▸ The records

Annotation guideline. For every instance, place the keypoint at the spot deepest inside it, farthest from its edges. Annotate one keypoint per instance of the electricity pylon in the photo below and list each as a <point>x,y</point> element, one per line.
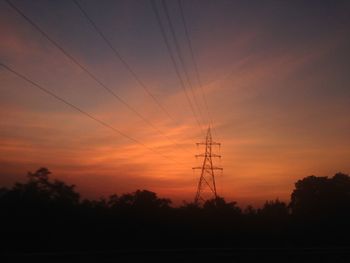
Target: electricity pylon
<point>207,179</point>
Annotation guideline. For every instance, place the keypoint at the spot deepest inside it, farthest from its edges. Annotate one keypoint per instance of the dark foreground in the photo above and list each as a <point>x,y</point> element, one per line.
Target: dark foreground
<point>191,255</point>
<point>45,220</point>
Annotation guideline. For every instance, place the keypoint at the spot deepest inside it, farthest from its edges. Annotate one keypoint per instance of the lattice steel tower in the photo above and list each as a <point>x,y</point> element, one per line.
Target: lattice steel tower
<point>206,186</point>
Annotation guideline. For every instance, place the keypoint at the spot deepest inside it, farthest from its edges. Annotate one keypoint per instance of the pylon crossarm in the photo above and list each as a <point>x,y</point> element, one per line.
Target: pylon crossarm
<point>208,143</point>
<point>208,185</point>
<point>208,155</point>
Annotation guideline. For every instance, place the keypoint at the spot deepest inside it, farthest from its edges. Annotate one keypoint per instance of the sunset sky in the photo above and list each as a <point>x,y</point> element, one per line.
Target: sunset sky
<point>275,76</point>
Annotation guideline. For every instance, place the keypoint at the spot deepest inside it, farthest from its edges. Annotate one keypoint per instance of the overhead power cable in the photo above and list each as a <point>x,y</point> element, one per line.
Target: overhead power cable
<point>172,58</point>
<point>120,57</point>
<point>183,18</point>
<point>71,105</point>
<point>181,59</point>
<point>89,73</point>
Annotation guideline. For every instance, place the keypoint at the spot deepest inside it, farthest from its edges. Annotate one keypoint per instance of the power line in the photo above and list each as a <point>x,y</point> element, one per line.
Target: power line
<point>119,56</point>
<point>178,49</point>
<point>100,83</point>
<point>35,84</point>
<point>177,71</point>
<point>183,18</point>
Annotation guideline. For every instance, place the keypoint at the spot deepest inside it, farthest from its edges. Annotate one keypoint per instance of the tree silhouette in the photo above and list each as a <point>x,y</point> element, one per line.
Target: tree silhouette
<point>321,196</point>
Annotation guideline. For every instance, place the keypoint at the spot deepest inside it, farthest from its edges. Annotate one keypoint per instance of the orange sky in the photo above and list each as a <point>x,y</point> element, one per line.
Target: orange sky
<point>277,90</point>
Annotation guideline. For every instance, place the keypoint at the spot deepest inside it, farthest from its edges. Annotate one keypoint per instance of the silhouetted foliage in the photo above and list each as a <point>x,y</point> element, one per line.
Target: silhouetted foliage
<point>43,213</point>
<point>321,196</point>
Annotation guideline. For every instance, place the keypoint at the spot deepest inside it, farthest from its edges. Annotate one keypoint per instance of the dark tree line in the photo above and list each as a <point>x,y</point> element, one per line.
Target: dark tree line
<point>45,214</point>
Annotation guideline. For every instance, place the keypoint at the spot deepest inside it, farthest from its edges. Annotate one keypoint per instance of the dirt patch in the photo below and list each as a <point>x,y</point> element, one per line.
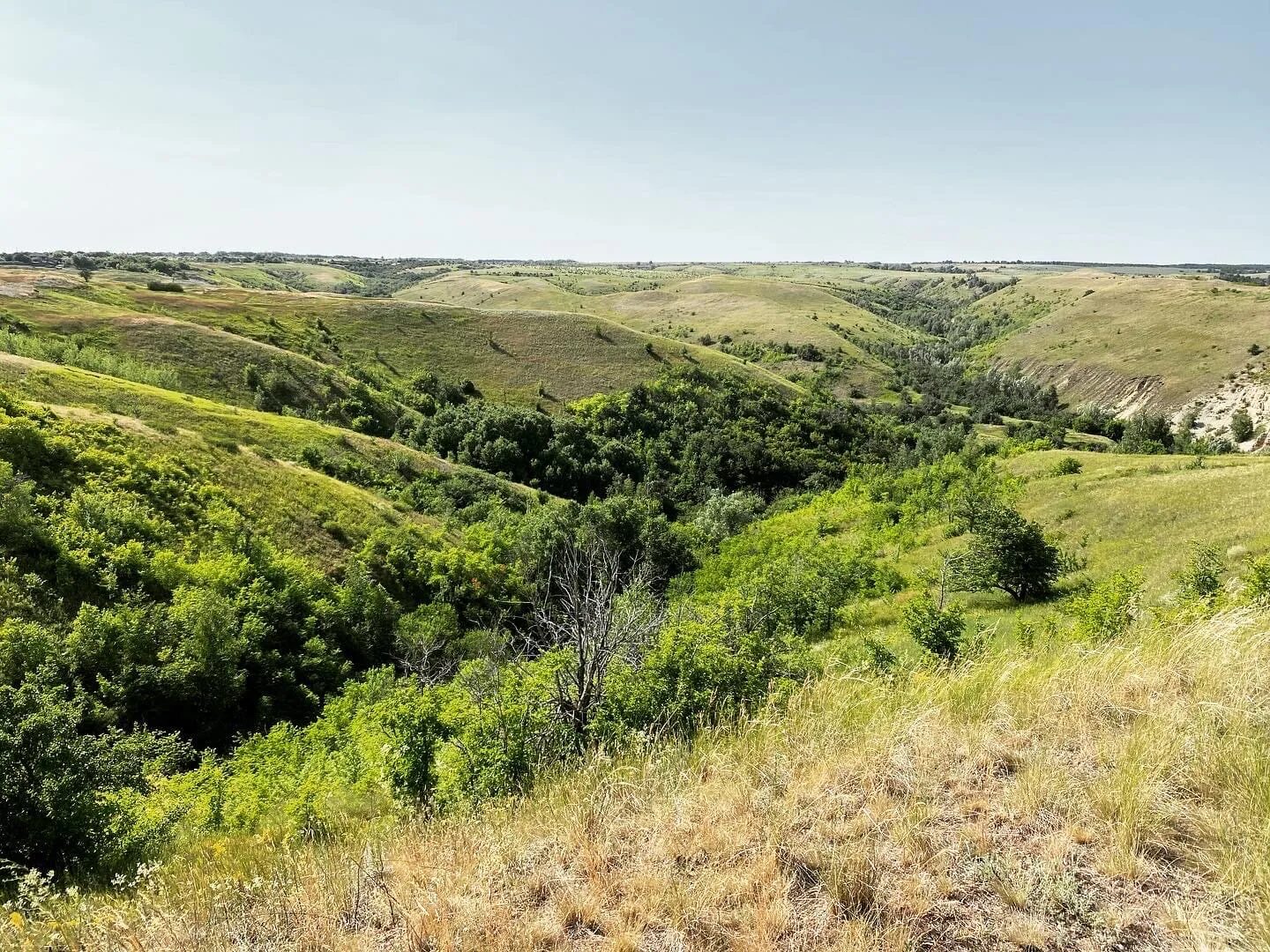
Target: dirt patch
<point>1249,391</point>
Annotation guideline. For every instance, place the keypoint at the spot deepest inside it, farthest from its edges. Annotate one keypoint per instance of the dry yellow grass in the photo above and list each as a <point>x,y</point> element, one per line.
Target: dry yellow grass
<point>1131,343</point>
<point>1074,798</point>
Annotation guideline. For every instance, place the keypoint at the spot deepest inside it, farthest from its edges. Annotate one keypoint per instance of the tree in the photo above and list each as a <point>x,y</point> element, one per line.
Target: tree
<point>1241,426</point>
<point>60,787</point>
<point>84,267</point>
<point>938,628</point>
<point>1147,433</point>
<point>1011,554</point>
<point>597,612</point>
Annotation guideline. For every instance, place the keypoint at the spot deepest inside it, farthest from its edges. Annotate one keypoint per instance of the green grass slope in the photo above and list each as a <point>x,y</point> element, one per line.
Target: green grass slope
<point>207,335</point>
<point>256,455</point>
<point>1129,342</point>
<point>704,303</point>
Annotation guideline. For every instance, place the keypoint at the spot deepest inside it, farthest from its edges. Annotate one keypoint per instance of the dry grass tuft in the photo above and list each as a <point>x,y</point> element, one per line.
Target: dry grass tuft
<point>1082,799</point>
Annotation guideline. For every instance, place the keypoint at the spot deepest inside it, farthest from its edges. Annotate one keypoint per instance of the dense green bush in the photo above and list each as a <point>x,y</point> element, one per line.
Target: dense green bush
<point>1200,580</point>
<point>1109,608</point>
<point>1011,554</point>
<point>71,799</point>
<point>937,628</point>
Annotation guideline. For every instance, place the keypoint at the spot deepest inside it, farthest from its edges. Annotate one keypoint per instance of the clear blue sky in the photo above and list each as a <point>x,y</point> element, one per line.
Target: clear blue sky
<point>614,131</point>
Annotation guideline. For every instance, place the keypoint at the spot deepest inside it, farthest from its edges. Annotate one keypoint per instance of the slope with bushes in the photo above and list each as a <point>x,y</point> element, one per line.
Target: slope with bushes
<point>1131,343</point>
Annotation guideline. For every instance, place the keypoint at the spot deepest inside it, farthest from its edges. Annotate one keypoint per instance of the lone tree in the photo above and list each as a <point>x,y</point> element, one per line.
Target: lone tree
<point>1241,426</point>
<point>84,267</point>
<point>1011,554</point>
<point>597,612</point>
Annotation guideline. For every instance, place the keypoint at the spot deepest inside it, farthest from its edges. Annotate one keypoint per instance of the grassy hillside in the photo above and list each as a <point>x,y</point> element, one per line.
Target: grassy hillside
<point>207,335</point>
<point>758,312</point>
<point>1073,798</point>
<point>1131,342</point>
<point>258,456</point>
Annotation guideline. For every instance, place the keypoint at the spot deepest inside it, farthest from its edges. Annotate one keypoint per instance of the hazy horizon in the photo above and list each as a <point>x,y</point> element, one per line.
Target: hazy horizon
<point>632,132</point>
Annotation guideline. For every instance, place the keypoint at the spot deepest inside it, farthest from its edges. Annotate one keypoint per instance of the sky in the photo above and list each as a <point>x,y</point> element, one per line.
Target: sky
<point>1111,131</point>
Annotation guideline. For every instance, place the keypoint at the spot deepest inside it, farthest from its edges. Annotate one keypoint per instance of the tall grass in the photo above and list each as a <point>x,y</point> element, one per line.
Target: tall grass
<point>1074,796</point>
<point>88,358</point>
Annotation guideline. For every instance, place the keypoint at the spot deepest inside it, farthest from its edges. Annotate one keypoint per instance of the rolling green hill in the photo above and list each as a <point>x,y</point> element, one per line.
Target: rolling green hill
<point>1076,792</point>
<point>1132,342</point>
<point>257,456</point>
<point>207,337</point>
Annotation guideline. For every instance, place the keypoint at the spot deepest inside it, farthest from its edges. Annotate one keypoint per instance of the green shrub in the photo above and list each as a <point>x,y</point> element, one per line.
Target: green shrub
<point>1200,580</point>
<point>1011,554</point>
<point>1109,608</point>
<point>700,673</point>
<point>71,800</point>
<point>1241,426</point>
<point>1067,466</point>
<point>1256,583</point>
<point>940,629</point>
<point>370,753</point>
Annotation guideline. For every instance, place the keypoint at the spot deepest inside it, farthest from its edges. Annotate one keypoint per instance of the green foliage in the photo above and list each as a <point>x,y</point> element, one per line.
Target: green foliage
<point>370,753</point>
<point>1147,433</point>
<point>1200,580</point>
<point>1011,554</point>
<point>723,516</point>
<point>502,729</point>
<point>704,672</point>
<point>71,799</point>
<point>1256,583</point>
<point>1067,466</point>
<point>1241,426</point>
<point>86,357</point>
<point>1109,608</point>
<point>938,628</point>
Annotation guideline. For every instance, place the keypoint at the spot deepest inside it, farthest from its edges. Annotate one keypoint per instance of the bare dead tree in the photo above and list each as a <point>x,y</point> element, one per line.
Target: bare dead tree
<point>598,614</point>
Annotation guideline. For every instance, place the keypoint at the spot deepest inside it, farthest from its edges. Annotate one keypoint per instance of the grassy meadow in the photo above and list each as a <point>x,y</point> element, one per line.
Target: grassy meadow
<point>1131,342</point>
<point>407,752</point>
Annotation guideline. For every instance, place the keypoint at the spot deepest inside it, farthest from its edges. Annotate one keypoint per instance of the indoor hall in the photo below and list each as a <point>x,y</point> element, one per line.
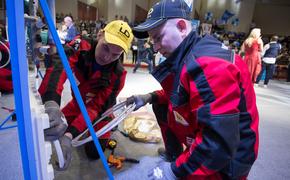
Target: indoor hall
<point>230,23</point>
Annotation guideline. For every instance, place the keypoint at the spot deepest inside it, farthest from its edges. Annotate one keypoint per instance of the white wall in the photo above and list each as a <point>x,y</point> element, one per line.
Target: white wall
<point>243,10</point>
<point>120,8</point>
<point>274,19</point>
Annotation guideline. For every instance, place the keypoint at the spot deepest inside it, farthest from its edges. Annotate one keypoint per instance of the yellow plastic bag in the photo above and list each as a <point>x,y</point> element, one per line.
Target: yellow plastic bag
<point>142,127</point>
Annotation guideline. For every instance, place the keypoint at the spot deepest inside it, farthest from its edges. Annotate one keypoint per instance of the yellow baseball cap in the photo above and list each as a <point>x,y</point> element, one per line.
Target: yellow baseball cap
<point>119,33</point>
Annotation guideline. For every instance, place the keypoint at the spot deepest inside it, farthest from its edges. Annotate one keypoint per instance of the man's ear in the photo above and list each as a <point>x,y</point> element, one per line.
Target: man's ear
<point>182,27</point>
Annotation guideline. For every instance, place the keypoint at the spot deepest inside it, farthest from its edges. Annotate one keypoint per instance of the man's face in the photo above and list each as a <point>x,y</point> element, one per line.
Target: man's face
<point>106,53</point>
<point>166,38</point>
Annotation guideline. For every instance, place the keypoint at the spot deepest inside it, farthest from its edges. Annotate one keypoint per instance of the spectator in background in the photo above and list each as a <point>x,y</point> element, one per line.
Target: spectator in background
<point>71,29</point>
<point>252,48</point>
<point>62,32</point>
<point>270,53</point>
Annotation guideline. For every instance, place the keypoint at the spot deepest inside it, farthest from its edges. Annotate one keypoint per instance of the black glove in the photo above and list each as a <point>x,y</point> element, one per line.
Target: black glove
<point>66,147</point>
<point>139,100</point>
<point>56,122</point>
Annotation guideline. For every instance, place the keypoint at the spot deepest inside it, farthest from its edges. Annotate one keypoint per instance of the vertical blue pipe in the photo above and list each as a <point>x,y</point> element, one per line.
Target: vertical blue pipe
<point>15,12</point>
<point>73,84</point>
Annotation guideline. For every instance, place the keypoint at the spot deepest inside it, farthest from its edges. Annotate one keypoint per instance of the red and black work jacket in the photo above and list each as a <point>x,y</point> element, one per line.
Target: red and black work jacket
<point>211,109</point>
<point>99,85</point>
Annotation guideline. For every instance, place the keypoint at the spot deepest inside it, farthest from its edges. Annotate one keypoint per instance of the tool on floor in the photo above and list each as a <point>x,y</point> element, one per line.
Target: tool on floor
<point>119,111</point>
<point>117,161</point>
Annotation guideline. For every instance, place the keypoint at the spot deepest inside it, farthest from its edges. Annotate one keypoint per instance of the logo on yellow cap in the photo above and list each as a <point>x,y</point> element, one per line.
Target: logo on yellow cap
<point>125,32</point>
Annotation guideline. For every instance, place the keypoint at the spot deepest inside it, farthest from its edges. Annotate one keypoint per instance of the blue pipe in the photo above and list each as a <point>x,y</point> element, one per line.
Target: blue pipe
<point>8,127</point>
<point>7,119</point>
<point>15,11</point>
<point>74,86</point>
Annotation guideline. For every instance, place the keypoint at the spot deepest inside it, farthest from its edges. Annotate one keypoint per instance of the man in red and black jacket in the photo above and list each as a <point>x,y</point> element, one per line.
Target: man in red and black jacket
<point>99,76</point>
<point>207,106</point>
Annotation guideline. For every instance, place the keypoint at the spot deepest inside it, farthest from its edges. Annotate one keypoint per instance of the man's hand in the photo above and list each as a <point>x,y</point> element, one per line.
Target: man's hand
<point>66,147</point>
<point>139,100</point>
<point>56,122</point>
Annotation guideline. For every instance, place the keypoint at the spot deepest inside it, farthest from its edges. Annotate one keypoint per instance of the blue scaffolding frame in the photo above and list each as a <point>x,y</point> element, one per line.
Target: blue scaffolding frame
<point>15,11</point>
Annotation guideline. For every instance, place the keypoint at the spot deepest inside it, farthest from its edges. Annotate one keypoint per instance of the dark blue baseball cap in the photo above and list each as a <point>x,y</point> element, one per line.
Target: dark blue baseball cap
<point>162,11</point>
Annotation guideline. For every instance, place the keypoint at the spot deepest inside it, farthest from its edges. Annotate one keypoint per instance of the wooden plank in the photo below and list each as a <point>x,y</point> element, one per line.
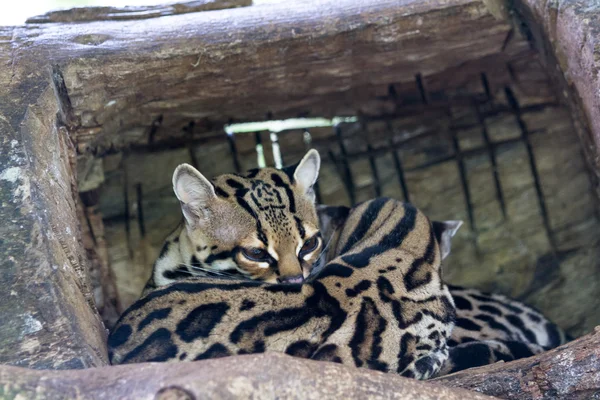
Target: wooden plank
<point>256,376</point>
<point>287,58</point>
<point>571,371</point>
<point>567,34</point>
<point>47,317</point>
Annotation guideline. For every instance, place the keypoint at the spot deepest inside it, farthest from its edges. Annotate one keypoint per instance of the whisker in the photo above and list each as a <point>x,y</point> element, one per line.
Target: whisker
<point>201,271</point>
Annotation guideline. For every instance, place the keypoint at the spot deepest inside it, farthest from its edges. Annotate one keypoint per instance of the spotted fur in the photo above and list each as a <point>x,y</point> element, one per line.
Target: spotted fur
<point>489,327</point>
<point>379,303</point>
<point>227,219</point>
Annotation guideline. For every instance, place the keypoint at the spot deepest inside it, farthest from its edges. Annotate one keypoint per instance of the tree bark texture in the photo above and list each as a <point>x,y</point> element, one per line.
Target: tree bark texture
<point>285,58</point>
<point>571,371</point>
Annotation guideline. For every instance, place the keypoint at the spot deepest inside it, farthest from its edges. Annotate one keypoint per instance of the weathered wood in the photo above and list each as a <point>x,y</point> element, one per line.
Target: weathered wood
<point>47,318</point>
<point>571,371</point>
<point>264,376</point>
<point>288,58</point>
<point>567,34</point>
<point>84,14</point>
<point>101,274</point>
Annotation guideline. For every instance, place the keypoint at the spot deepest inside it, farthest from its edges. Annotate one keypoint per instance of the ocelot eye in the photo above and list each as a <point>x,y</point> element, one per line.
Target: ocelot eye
<point>309,245</point>
<point>256,254</point>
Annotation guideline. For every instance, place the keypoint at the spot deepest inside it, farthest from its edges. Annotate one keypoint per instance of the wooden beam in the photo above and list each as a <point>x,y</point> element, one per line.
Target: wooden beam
<point>287,58</point>
<point>85,14</point>
<point>47,313</point>
<point>571,371</point>
<point>265,376</point>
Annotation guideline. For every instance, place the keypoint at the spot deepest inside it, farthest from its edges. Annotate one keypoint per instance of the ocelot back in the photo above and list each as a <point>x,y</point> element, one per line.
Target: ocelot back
<point>379,303</point>
<point>489,327</point>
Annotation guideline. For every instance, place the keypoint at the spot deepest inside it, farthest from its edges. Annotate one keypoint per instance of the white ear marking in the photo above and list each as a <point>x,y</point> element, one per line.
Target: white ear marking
<point>193,190</point>
<point>307,171</point>
<point>444,231</point>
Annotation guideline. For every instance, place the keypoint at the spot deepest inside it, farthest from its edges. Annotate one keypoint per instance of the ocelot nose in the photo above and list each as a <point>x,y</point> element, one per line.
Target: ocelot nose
<point>291,279</point>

▸ Aim
Rewrite the stretch of the records from the start through the line containing "<point>207,179</point>", keeping the requests, and shift every coordinate in the answers by -145. Leave the pictures out.

▸ Written response
Annotation guideline. For every instance, place the keypoint at the spot deepest inside it, farthest from its edges. Annotate one keypoint per instance of the electricity pylon in the photo below and list each as a <point>x,y</point> element, one per line.
Target: electricity pylon
<point>62,34</point>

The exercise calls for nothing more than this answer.